Each line from the one that contains "pin: the crack" to the end of the material must be quoted exactly; include both end lines and nothing else.

DATA TO USE:
━━━━━━━━━━━━━━━━

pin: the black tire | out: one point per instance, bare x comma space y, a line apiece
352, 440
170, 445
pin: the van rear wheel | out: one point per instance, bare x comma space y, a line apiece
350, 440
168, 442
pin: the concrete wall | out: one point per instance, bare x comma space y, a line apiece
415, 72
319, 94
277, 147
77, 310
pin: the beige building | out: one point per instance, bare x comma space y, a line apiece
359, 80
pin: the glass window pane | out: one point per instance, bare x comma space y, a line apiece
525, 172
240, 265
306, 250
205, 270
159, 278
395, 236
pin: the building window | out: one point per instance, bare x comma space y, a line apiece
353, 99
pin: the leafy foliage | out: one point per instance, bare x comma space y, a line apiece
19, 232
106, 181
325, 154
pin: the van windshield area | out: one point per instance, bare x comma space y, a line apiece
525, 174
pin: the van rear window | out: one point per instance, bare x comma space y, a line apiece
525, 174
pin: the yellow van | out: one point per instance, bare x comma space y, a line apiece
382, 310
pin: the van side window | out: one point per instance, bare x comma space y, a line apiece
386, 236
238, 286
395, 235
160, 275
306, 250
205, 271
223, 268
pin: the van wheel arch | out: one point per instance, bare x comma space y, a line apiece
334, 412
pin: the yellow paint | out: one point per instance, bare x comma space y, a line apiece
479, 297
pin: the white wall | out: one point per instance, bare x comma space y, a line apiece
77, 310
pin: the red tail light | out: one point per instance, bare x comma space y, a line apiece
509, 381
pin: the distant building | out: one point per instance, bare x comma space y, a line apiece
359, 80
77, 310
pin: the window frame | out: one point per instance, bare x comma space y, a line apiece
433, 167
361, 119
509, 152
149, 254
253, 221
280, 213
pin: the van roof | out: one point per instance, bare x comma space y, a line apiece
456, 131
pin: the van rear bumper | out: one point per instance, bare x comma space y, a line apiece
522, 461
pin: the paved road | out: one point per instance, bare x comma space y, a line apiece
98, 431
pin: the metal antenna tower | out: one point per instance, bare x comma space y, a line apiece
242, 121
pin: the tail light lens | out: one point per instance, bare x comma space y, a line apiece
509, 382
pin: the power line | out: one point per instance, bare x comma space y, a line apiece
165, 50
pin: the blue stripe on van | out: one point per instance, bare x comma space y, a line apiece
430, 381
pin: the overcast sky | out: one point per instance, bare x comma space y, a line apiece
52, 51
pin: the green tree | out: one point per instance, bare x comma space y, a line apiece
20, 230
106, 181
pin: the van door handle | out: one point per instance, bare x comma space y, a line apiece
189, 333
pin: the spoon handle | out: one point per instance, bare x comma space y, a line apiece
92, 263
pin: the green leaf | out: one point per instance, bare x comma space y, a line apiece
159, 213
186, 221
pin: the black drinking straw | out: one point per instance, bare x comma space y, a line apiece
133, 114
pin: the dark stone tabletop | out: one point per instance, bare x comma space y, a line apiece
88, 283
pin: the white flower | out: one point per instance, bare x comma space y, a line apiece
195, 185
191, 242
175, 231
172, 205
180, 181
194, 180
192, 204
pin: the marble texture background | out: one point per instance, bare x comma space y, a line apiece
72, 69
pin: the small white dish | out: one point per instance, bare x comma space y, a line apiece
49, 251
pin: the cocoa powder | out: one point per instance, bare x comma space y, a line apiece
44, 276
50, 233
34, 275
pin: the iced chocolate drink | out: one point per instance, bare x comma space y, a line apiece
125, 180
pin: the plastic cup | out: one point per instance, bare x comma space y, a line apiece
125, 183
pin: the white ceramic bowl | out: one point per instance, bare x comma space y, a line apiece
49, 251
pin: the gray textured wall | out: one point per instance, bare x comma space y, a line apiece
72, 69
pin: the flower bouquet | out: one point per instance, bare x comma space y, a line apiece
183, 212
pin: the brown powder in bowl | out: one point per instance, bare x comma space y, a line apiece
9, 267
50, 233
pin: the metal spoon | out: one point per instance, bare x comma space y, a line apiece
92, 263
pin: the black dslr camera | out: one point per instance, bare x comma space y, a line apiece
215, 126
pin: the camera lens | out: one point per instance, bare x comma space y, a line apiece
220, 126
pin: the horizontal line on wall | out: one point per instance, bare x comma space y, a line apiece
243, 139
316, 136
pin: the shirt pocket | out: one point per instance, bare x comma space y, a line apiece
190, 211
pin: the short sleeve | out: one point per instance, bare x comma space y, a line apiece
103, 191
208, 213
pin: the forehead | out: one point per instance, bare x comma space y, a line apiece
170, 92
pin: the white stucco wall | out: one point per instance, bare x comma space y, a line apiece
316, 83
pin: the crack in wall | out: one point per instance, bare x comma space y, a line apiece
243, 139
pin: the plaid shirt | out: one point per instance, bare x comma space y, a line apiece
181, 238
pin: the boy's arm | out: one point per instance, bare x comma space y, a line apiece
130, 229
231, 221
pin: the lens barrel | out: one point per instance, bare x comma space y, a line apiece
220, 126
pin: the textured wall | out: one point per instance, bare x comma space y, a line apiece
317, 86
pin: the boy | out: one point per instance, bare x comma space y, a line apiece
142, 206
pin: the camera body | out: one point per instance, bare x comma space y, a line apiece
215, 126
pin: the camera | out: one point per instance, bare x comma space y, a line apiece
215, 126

━━━━━━━━━━━━━━━━

OUTPUT:
pin: the crack in wall | out: one point per instance, bare x comma space y, a line apiece
243, 139
pin: the plaid shirt | out: one point per instance, bare x comma space y, a line apiece
181, 238
pin: the boy's arm | out: one point per instance, bare x comma space y, a line apiece
130, 229
231, 221
pin: the lens barrel | out: one point per instance, bare x comma space y, a line apiece
220, 126
pin: the textured wall | out: one point per instance, bare x comma space y, a line apiece
317, 86
pin: the boy | out: one point per instance, bare x comma space y, a line apiece
142, 206
pin: the camera body | out: one point per instance, bare x comma space y, a line apiece
215, 126
pin: the camera | out: one point per instance, bare x comma space y, a line apiece
215, 126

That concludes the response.